Extracto de página:
********
Rosemary y Guy Woodhouse son una joven
pareja de recién casados que se instala en un apartamento de Nueva York
(en el tristemente célebre Edificio Dakota).
Ella es ama de casa. Él, un ambicioso actor en busca de papeles. Sus
vecinos, una adorable pareja de ancianos a primera vista. Pero pronto
una serie de sucesos siembran la sospecha en Rosemary de que algo no
marcha bien en el edificio, y de que todos los vecinos del mismo
esconden algo. Su marido no comparte su opinión e intenta tranquilizarla
entre risas. La relación de él con los vecinos se hace más estrecha y
cordial, pero ella sigue encerrada en sí misma. Todo empeora cuando
Rosemary queda embarazada y sufre un progresivo declive físico que
desemboca en accesos de miedo y aparente paranoia.
Cuarenta y cinco años después de su
estreno, sigue resultando difícil citar una película más desasosegante,
malsana y escalofriante que Rosemary’s Baby (1968), incomprensiblemente titulada en España La semilla del diablo. Primera incursión de Polanski en Hollywood y primer guión escrito en solitario (basado en la novela de Ira Levin),
la historia hace de su calculadísima ambigüedad su mejor arma: se nos
muestra un escenario hiperrealista (un apartamento neoyorquino lleno de
referencias a la época del estreno del film), pero los sueños de
Rosemary abren un mundo de fantasía y terror diabólico en medio de la
cotidianidad. Se nos presenta a una alegre, simpática, enérgica y
pizpireta vecina (inconmensurable Ruth Gordon, Oscar
por este papel), pero se nos dejan pequeñas pistas que parecen indicar
que podría ser ella la responsable de los accesos de náuseas y mareos de
Rosemary. Se nos sugiere que el marido de Rosemary ama profundamente a
su esposa, pero también que es un ser ambicioso, capaz de cualquier cosa
por alcanzar el éxito como actor. Toda la película adopta entonces el
punto de vista de Rosemary, y entonces ella y nosotros nos hacemos las
mismas preguntas: ¿acaso no pueden estar las náuseas provocadas por el
embarazo? ¿Acaso los sueños no serán, simplemente, sueños? ¿Acaso no
tendrá razón el marido al indicar que los vecinos son, como parecen,
ancianos amables y continuamente prestos a colmar de atenciones a una
joven embarazada? Pero, al mismo tiempo, siempre flota la pregunta: ¿y
si todas las sospechas fueran ciertas? ¿Y si los vecinos tramaran algo?
********
Datos registrados:

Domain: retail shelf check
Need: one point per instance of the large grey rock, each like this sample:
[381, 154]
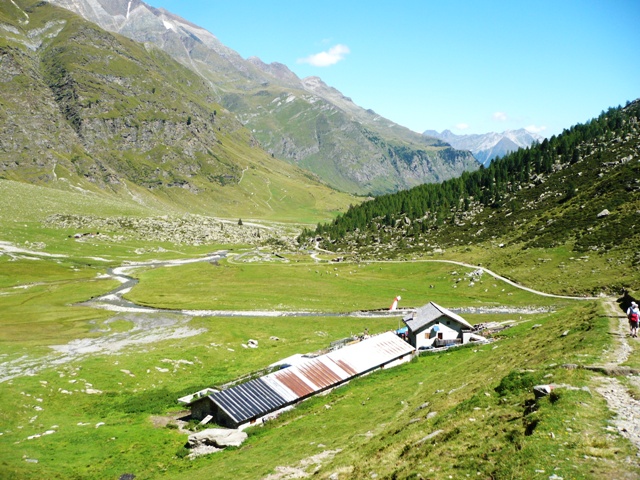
********
Enunciado del ejercicio:
Prosigue, por favor, el texto sobre la película Rosemary's Baby a partir de su última frase. Los datos no hacen falta para resolver el ejercicio.

Zona de respuesta:
El hecho de seguir toda la historia a
través de los ojos de Rosemary, unida a la fragilidad que aporta al
personaje la brillante interpretación de Mia Farrow,
hace que sintamos en nuestras carnes sus dudas sobre las propias
facultades mentales. Polanski rueda, como ya hiciera en el desasosegante
apartamento cerrado de Repulsión, un estudio sobre la
esquizofrenia y la neurosis con recursos totalmente cinematográficos:
uso de lentes en gran angular que muestran el apartamento en su
extensión, con sus recovecos, pasillos y muros que aprisionan a la
protagonista; planos en movimiento que muestran solo la mitad de la
acción; diálogos de Rosemary fuera de plano, para los que solo vemos la
reacción de sus interlocutores. Todo ello acentúa la sensación de
angustia e identificación con la protagonista.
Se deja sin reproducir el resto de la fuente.